Written request
Could you print, word for word, the lines of the records below, starting with the line that contains "instance of the sky" and going on through the end of the records, both ends included?

Items stored from a collection:
§

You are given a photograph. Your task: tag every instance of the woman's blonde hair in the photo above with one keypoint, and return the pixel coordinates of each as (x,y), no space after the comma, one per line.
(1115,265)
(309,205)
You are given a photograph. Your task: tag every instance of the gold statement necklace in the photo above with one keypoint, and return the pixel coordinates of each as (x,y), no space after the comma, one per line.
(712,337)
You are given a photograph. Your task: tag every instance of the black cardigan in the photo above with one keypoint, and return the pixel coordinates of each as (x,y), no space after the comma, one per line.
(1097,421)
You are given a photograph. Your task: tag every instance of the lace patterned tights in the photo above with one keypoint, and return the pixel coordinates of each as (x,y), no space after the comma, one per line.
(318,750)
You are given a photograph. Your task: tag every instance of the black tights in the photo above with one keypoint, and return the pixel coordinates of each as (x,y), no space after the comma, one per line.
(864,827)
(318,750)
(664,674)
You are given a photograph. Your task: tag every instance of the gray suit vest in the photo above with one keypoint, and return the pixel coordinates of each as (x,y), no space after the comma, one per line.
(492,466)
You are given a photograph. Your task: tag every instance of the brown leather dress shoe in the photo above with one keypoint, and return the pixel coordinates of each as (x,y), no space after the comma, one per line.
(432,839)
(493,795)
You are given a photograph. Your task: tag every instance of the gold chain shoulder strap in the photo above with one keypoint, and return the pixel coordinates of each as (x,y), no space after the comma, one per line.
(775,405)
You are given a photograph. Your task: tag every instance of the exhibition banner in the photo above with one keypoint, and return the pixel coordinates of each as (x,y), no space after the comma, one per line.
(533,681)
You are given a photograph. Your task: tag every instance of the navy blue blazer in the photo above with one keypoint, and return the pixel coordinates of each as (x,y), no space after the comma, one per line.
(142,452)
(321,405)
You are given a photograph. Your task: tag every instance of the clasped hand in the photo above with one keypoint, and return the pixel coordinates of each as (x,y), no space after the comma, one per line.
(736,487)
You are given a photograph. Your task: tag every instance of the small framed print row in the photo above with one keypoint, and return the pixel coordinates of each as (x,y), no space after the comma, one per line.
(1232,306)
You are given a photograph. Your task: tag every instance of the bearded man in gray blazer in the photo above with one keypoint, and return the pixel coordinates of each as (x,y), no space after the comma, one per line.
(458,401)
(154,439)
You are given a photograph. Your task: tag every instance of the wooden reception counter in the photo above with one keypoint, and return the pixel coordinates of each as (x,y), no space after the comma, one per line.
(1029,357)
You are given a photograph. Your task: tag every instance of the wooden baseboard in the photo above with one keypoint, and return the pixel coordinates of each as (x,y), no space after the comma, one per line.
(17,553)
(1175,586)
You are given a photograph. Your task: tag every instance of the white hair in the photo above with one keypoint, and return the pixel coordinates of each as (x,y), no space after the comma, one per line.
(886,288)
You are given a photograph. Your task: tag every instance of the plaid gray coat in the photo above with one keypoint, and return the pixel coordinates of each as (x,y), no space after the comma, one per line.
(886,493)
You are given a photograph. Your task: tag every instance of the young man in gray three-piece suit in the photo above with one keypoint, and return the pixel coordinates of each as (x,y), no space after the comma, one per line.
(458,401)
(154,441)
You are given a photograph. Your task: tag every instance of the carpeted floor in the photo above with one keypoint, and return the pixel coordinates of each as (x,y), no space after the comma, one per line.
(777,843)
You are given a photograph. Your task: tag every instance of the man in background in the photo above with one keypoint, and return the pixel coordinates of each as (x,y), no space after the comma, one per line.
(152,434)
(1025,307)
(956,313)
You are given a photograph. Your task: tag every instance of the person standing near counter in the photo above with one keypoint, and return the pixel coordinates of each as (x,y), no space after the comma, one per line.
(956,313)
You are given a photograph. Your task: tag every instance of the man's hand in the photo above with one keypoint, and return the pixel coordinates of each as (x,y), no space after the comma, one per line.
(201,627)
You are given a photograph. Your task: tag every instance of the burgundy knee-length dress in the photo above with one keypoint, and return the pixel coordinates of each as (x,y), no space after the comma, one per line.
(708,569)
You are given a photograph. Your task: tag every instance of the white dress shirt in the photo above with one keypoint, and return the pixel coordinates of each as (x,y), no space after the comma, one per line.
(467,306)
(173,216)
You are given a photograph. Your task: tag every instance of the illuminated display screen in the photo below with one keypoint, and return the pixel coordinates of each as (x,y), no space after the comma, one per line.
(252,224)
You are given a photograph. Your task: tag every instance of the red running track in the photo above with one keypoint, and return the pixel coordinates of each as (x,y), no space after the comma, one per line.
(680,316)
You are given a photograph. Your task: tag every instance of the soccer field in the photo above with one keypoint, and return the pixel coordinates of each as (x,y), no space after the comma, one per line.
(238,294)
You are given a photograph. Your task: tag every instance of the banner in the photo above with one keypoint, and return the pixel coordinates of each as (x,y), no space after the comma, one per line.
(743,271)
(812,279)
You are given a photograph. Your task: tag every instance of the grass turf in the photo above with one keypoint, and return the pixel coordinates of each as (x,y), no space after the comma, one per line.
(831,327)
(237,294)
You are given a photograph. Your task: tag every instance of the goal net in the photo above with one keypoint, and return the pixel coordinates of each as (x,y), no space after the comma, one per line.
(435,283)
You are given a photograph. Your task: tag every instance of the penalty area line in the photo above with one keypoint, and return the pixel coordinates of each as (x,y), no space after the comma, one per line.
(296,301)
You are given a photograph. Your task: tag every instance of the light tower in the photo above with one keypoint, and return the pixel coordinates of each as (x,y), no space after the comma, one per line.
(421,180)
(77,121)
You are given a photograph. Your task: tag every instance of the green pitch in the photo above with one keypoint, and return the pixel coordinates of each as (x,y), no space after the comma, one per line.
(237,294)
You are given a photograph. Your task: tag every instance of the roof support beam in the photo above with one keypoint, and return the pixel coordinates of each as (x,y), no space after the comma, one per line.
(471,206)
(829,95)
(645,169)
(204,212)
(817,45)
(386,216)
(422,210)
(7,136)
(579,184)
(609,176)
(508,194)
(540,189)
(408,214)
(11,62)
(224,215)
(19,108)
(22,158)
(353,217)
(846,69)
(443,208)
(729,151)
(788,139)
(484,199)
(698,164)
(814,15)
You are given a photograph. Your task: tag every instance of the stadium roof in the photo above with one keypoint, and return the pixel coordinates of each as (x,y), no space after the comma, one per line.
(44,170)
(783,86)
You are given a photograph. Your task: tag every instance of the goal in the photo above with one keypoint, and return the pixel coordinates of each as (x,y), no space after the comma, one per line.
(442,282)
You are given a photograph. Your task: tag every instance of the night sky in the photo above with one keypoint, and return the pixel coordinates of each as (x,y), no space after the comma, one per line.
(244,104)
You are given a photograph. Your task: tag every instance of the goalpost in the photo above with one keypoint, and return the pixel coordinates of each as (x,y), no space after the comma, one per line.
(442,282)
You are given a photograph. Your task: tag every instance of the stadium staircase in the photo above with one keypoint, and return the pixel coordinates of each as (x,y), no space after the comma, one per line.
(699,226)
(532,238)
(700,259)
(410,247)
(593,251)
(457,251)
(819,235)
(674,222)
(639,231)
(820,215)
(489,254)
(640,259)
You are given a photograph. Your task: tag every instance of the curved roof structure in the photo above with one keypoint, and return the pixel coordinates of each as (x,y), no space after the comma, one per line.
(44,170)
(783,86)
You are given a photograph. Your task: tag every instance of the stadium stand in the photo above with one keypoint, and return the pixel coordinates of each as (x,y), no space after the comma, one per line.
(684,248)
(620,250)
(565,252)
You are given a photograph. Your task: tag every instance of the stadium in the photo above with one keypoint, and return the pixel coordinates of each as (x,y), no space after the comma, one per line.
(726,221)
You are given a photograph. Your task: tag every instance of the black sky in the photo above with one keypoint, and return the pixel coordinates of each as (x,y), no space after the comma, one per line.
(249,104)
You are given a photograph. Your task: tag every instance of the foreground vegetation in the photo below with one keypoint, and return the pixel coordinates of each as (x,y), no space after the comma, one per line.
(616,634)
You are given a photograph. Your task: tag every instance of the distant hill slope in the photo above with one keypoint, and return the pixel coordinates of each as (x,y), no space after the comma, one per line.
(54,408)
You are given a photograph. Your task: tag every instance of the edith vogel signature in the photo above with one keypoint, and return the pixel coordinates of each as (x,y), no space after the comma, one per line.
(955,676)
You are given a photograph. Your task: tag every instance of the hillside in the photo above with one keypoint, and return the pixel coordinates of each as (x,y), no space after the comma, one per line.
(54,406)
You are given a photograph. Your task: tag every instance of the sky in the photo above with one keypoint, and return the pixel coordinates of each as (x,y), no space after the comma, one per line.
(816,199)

§

Response
You are given a photograph. Your task: tag every instance of the sky in the photo above with one keypoint, and return the pixel coordinates of each as (x,y), no space after the comma, one per line.
(816,199)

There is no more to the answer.